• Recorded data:
== Segment start ==
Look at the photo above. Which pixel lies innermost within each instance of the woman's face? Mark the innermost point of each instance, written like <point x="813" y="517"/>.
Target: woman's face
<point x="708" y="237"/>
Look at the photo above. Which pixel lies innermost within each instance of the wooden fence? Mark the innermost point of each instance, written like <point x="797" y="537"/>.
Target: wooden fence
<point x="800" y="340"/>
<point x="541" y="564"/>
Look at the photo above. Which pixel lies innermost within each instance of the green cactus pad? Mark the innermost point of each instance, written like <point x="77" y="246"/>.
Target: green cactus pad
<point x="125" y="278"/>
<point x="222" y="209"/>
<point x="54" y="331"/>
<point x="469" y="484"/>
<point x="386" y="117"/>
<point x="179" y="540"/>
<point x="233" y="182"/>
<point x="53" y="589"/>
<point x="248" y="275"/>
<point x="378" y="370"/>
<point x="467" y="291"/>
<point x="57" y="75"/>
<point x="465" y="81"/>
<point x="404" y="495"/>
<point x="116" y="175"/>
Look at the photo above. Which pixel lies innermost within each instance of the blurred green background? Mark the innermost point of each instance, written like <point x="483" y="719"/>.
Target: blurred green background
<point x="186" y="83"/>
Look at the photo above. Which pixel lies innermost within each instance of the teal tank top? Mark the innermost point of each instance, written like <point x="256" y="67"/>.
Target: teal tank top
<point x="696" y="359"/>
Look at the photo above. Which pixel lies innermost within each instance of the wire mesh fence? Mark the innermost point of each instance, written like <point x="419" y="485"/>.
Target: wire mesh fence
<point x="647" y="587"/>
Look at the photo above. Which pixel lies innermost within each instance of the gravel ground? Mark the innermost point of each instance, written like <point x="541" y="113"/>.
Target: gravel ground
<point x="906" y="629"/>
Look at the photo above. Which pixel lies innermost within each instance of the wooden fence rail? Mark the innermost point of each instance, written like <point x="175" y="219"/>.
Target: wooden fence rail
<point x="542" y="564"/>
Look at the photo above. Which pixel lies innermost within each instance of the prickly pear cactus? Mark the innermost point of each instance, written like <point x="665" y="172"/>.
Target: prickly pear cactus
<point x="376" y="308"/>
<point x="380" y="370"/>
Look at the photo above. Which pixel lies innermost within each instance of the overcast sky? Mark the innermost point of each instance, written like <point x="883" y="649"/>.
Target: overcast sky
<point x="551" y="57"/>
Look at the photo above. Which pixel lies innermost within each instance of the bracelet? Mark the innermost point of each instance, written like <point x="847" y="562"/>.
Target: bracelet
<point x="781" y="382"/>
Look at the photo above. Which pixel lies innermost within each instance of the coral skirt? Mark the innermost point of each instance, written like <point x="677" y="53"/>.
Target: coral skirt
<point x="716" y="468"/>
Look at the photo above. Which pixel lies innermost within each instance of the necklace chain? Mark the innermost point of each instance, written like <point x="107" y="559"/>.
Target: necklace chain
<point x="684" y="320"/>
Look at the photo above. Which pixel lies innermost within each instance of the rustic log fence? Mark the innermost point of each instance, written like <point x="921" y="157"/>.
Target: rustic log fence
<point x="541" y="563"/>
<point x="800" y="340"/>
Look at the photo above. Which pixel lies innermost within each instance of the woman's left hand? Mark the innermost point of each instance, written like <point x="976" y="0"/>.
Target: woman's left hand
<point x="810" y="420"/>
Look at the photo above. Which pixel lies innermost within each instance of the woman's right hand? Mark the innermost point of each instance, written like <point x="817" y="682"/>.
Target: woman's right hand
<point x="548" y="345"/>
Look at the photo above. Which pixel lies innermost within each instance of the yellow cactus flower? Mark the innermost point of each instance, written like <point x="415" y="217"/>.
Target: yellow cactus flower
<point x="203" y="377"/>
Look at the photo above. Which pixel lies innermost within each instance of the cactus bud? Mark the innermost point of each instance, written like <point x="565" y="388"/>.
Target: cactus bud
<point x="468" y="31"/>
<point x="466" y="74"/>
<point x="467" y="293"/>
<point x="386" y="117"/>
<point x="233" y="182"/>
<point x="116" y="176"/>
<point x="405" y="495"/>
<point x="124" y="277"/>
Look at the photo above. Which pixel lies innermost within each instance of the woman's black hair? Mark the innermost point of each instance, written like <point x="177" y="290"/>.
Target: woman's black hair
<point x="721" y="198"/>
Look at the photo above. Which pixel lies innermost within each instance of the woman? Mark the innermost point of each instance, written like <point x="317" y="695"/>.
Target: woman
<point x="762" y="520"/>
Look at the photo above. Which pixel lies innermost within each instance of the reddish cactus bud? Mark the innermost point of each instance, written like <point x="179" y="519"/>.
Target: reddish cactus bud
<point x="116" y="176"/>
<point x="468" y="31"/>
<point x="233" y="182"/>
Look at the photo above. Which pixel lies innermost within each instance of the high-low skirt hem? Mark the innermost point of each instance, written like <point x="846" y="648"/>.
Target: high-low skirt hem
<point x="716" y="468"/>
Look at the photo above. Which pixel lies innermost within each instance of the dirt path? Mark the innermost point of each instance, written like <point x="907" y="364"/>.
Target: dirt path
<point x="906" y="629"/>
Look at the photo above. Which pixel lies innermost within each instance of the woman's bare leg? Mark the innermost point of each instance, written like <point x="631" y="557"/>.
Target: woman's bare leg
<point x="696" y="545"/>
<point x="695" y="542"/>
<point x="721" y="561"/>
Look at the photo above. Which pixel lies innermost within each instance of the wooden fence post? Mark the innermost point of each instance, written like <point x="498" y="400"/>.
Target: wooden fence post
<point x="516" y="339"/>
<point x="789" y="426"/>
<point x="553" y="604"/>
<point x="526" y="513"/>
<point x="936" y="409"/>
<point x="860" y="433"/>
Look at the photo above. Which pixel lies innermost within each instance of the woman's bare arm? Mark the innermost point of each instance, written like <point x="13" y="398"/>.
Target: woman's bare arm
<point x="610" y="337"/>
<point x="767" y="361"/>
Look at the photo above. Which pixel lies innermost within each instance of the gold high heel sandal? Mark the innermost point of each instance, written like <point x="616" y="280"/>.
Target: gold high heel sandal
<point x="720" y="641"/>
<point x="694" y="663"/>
== Segment end ==
• Work instruction: Print the entries exactly.

• Answer section:
Look at the photo above. Which pixel lies innermost within each instance of the woman's face? Mark the innermost point of each instance, written like <point x="813" y="517"/>.
Target: woman's face
<point x="708" y="237"/>
Look at the photo above. Which pixel lies innermost within each instance of the wooden fence? Mark the innermost point of each instance, written like <point x="797" y="537"/>.
Target: wooden fence
<point x="800" y="340"/>
<point x="541" y="564"/>
Look at the photo above. Which pixel lies innermost within each instance of the green cactus pad? Mark the innermost point of each instance, written like <point x="77" y="246"/>.
Target: green cactus pad
<point x="125" y="278"/>
<point x="222" y="209"/>
<point x="54" y="331"/>
<point x="469" y="484"/>
<point x="386" y="117"/>
<point x="179" y="540"/>
<point x="233" y="182"/>
<point x="53" y="589"/>
<point x="248" y="275"/>
<point x="378" y="370"/>
<point x="467" y="291"/>
<point x="57" y="75"/>
<point x="465" y="81"/>
<point x="404" y="495"/>
<point x="116" y="175"/>
Look at the photo above. Which pixel lies innermost within each instance of the blurred green background? Mark the innermost point of each instance, written like <point x="483" y="719"/>.
Target: blurred green background
<point x="186" y="83"/>
Look at the photo above. Which pixel lies innermost within each instance of the teal tank top? Mark the innermost point of each instance, written like <point x="256" y="67"/>.
Target: teal tank top
<point x="696" y="359"/>
Look at the photo above. Which pixel lies innermost within each instance of the wire mesh fence? Mark the innermost point of each instance, written like <point x="419" y="485"/>.
Target: wire mesh fence
<point x="647" y="587"/>
Look at the photo above. Which pixel lies innermost within each instance of the gravel ground? Mark the innermost point of each instance, written like <point x="541" y="113"/>.
Target: gravel ground
<point x="906" y="629"/>
Look at the photo above. Which pixel lies innermost within each instance of the wooden fence rail? Mark the innermost point of each instance, written like <point x="175" y="219"/>.
Target: wooden fence rail
<point x="542" y="564"/>
Look at the photo above. Which pixel lies innermost within each instance of the prickly pear cactus? Mark the innermost point of each instance, written like <point x="665" y="172"/>.
Target: prickly pear cactus
<point x="376" y="308"/>
<point x="380" y="370"/>
Look at the photo above. Which pixel lies innermost within each instance of the overcast sky? Mark the innermost point of each instance, written like <point x="883" y="649"/>.
Target: overcast sky
<point x="551" y="57"/>
Look at the photo above. Which pixel lies innermost within each instance of the bracelet? Mark the innermost point of each instance, written like <point x="847" y="562"/>.
Target: bracelet
<point x="781" y="382"/>
Look at the photo above. Which pixel lies innermost within each instance of the coral skirt? Mark the innermost point of each instance, written like <point x="677" y="53"/>.
Target: coral skirt
<point x="716" y="468"/>
Look at the photo above. Which pixel lies innermost within each instance of the necklace chain? Mark the innermost point of each instance, written like <point x="107" y="559"/>.
Target: necklace chain
<point x="684" y="320"/>
Look at the photo above. Which pixel lies innermost within each instance of the rustic log fence? Mark the innermost point of each instance, written like <point x="921" y="157"/>.
Target: rustic log fence
<point x="541" y="563"/>
<point x="800" y="340"/>
Look at the photo above. Which pixel lies innermost within each instance of the woman's left hand? Mark the innermost point of each instance, written like <point x="976" y="0"/>.
Target: woman's left hand
<point x="810" y="420"/>
Look at the photo above. Which pixel lies innermost within each instance of the woman's right hand? Mark the innermost point of each instance, written like <point x="817" y="682"/>.
Target: woman's right hand
<point x="548" y="345"/>
Look at the photo above. Which pixel lies innermost within each instance of the yellow cactus flower? Mark the innermost point of each instance, written like <point x="415" y="217"/>.
Target: yellow cactus flower
<point x="203" y="377"/>
Look at the photo above. Which pixel lies innermost within each instance of the cactus bud? Mark the innermost point of each instance, written like <point x="565" y="388"/>.
Target: cactus bud
<point x="468" y="31"/>
<point x="466" y="74"/>
<point x="467" y="293"/>
<point x="386" y="117"/>
<point x="233" y="182"/>
<point x="116" y="176"/>
<point x="405" y="495"/>
<point x="124" y="277"/>
Look at the photo above. Which pixel lies innermost within each instance of the woman's black hair? Mark the innermost point of each instance, written like <point x="177" y="290"/>.
Target: woman's black hair
<point x="721" y="198"/>
Look at the photo above. Which pixel lies innermost within each instance of the woman? Mark the innermost point of each instance, written like <point x="317" y="695"/>.
Target: woman
<point x="762" y="520"/>
Look at the photo above. Which pixel lies innermost within each instance of the reddish cactus bud? Mark the innermost point of each instance, written like <point x="179" y="519"/>.
Target: reddish cactus bud
<point x="116" y="176"/>
<point x="468" y="31"/>
<point x="233" y="182"/>
Look at the photo above. Which pixel lies innermost within each instance of the high-low skirt hem? Mark the innermost point of each instance, written like <point x="846" y="648"/>.
Target: high-low skirt hem
<point x="716" y="468"/>
Look at the photo above. Which pixel lies innermost within each instance of the dirt path? Mark the innermost point of each instance, written like <point x="907" y="364"/>.
Target: dirt path
<point x="906" y="629"/>
Look at the photo above. Which pixel lies innermost within each instance of the woman's bare leg? Mark the innermost point of each instance, written like <point x="631" y="557"/>.
Target: woman's bare leg
<point x="696" y="545"/>
<point x="695" y="542"/>
<point x="721" y="561"/>
Look at the photo above. Which pixel lies innermost within each instance of the wooden fence post? Mark the innermost point of each instance, written like <point x="498" y="400"/>.
Target: wooden fence post
<point x="516" y="339"/>
<point x="789" y="426"/>
<point x="553" y="604"/>
<point x="526" y="513"/>
<point x="936" y="409"/>
<point x="860" y="433"/>
Look at the photo above. Which pixel lies innermost within each instance of the woman's bare arm? Mark the innermost point of each instance, written like <point x="13" y="398"/>.
Target: woman's bare arm
<point x="610" y="337"/>
<point x="767" y="361"/>
Look at the photo above. Which pixel lies innermost within each instance of the gold high heel sandal? Mark the innermost point of each instance, written like <point x="616" y="280"/>.
Target: gold high heel sandal
<point x="720" y="641"/>
<point x="694" y="663"/>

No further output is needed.